**Document extract:**
349455 Reversible and Recyclable Flocculants for the Harvesting of Microalgae

Monday, November 4, 2013
Grand Ballroom B (Hilton)
Lucjan Zolnierowski, Chemical Engineering, Yale Univeristy, New Haven, CT

Microalgae-derived liquid biofuels have potential advantages over other renewable, crop-based resources; however, large-scale production is not currently economical due to challenges in each processing step including harvesting.  Technoeconomic analyses indicate that for an algal biofuels process to meet economic targets, microalgal suspensions cultured as low as 0.02 wt% must be pre-concentrated during harvesting to a 1 wt% slurry.  Flocculation provides an attractive route for the pre-concentration and dewatering of microalgae.  Commercial flocculants, while efficient at aggregating and concentrating microalgae, have a high materials cost and have been shown to inhibit lipid extraction, foul downstream processes, and contaminate waste streams.  We present a novel approach for the dewatering and harvesting of microalgae from dilute culture suspensions using copolymer flocculants that can be recovered and recycled.  The model recyclable flocculants consist of polyelectrolytes with overall molecular charges dependent upon the system pH, thereby providing reversible electrostatic interactions with the primarily negatively-charged algal cells.  These pH-dependent properties allow the flocculants to efficiently desorb from concentrated biomass and, unlike many commercial flocculants that have permanently charged functionalities, to be recovered and recycled for further dewatering processes.  Tailored copolymer flocculants with mixed-charge character can also be applied to other charged cellular and biological systems of interest (i.e., yeast).

**Check your understanding:**
**a)** Can you rewrite the paragraph of the abstract on recyclable flocculants that begins "Microalgae-derived liquid biofuels have potential advantages" as a short bulleted list that keeps its main facts?
**b)** Answer these questions from the abstract on recyclable flocculants:
(i) On what date was the presentation scheduled?
(ii) In which room was it held?
(iii) To what concentration must microalgal suspensions be pre-concentrated during harvesting?
**c)** Extend the abstract on recyclable flocculants by continuing it after its final sentence.

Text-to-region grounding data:
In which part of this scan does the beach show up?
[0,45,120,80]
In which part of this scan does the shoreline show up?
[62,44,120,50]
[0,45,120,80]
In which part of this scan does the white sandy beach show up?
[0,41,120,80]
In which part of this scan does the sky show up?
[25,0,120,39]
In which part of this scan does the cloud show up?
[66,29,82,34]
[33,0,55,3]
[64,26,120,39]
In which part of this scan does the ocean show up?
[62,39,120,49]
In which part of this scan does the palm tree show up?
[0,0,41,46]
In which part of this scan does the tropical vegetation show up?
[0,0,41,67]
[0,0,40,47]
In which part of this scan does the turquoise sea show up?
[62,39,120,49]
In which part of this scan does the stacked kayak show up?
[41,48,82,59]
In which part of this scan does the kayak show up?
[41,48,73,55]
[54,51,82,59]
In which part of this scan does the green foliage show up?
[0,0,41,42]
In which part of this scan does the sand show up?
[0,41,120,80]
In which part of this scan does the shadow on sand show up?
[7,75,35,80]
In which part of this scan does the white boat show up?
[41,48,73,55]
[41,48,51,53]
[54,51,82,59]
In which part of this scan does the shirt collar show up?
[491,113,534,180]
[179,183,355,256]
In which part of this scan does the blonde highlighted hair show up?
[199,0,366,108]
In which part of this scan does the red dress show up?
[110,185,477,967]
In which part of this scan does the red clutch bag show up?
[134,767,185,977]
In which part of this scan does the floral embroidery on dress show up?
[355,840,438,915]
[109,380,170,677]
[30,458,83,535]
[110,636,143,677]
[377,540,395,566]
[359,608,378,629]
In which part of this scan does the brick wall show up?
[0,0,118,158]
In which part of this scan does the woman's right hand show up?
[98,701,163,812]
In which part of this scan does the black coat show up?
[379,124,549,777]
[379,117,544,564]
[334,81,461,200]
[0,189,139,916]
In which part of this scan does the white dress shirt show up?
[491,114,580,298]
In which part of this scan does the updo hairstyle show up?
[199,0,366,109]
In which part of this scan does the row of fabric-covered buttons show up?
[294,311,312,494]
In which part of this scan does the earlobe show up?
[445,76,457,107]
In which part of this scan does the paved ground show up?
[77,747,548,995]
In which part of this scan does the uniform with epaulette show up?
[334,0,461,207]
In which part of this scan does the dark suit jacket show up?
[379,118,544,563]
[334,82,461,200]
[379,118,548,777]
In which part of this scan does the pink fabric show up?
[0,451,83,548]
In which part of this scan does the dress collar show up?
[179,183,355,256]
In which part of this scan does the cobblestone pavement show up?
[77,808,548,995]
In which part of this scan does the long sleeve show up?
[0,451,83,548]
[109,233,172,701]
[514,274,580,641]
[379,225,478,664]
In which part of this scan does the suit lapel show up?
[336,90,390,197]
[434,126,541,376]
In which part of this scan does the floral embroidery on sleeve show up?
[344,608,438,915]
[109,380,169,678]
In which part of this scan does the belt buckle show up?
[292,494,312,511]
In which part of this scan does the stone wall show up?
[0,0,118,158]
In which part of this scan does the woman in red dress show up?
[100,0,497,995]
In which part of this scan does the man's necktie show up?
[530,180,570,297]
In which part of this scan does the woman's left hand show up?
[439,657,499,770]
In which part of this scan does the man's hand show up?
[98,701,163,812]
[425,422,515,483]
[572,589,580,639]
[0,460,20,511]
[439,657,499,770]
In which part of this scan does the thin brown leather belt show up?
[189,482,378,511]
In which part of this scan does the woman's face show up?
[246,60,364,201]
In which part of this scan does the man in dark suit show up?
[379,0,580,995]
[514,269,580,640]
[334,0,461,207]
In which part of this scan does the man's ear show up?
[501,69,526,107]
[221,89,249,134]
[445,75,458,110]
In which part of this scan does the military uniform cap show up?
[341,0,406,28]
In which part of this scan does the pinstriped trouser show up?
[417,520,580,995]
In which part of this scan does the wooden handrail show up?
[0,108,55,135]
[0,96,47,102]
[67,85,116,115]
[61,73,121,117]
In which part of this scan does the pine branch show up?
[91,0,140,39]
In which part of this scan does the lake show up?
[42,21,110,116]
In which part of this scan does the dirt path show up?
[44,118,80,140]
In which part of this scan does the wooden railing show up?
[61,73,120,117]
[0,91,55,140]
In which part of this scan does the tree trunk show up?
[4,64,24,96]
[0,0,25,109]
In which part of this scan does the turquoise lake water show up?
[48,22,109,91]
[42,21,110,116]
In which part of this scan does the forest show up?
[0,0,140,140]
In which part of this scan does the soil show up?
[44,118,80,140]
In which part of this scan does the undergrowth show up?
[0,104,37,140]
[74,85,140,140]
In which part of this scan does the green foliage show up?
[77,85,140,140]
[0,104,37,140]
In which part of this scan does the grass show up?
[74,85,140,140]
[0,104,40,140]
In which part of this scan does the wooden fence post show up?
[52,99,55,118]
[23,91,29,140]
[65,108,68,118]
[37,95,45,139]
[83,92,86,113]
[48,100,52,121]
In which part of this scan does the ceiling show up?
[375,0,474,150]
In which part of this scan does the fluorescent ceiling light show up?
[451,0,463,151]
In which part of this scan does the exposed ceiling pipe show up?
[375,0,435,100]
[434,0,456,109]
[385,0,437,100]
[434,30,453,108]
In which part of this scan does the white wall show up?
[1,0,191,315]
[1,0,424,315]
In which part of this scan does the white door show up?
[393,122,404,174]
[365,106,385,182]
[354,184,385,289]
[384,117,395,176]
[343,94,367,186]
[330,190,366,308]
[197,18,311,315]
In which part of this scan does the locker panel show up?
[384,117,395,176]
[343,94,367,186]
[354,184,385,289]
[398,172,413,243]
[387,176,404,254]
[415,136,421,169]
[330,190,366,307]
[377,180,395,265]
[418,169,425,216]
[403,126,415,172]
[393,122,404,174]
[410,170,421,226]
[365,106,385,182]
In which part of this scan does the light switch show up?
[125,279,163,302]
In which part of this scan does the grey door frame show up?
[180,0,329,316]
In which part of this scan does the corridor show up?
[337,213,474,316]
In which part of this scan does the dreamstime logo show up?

**Responses:**
**a)**
- Microalgae-derived liquid biofuels have advantages over crop-based renewables, but large-scale production is not yet economical, partly because of harvesting.
- To meet economic targets, cultures as dilute as 0.02 wt% must be pre-concentrated to a 1 wt% slurry during harvesting.
- Flocculation is an attractive route for pre-concentrating and dewatering microalgae.
- Commercial flocculants work well but cost a lot, inhibit lipid extraction, foul downstream processes and contaminate waste streams.
- The proposed alternative uses copolymer flocculants that can be recovered and recycled.
- These polyelectrolytes carry a pH-dependent charge, so their electrostatic binding to the mostly negatively charged algal cells is reversible.
- This lets them desorb from concentrated biomass and be reused, unlike permanently charged commercial flocculants.
- Mixed-charge copolymers could also be applied to other charged biological systems, such as yeast.

**b)**
(i) Monday, November 4, 2013
(ii) Grand Ballroom B (Hilton)
(iii) A 1 wt% slurry

**c)**
Here we will present bench-scale experiments that demonstrate the entire process of flocculant reversibility, recovery with >50% yields, and recycling for the dewatering of Chlorella vulgaris (UTEX 395), Nannochloropsis gaditana (CCMP 526) and a model system consisting of a charge-stabilized colloidal suspension of silica microparticles. Furthermore, the recyclable flocculants are shown to be competitive with conventional flocculants in terms of flocculation efficiency, optimal dosage, settling time, and achieving biomass concentrations greater than 10 g/L.  Additionally the copolymer flocculants have been proven to provide enhanced flocculation efficiencies, up to 1.5 times greater than comparable homopolymer flocculants, with their ability to adsorb to the diverse range of charge character in cellular suspensions and to provide flocculation over an extended range of pH values.  The flocculation approach and recyclable materials presented have the potential to reduce materials costs associated with cellular separation processes and to furthermore enhance downstream processes, for example in microalgal harvesting, by improving oil recovery from the concentrated biomass and reducing equipment fouling.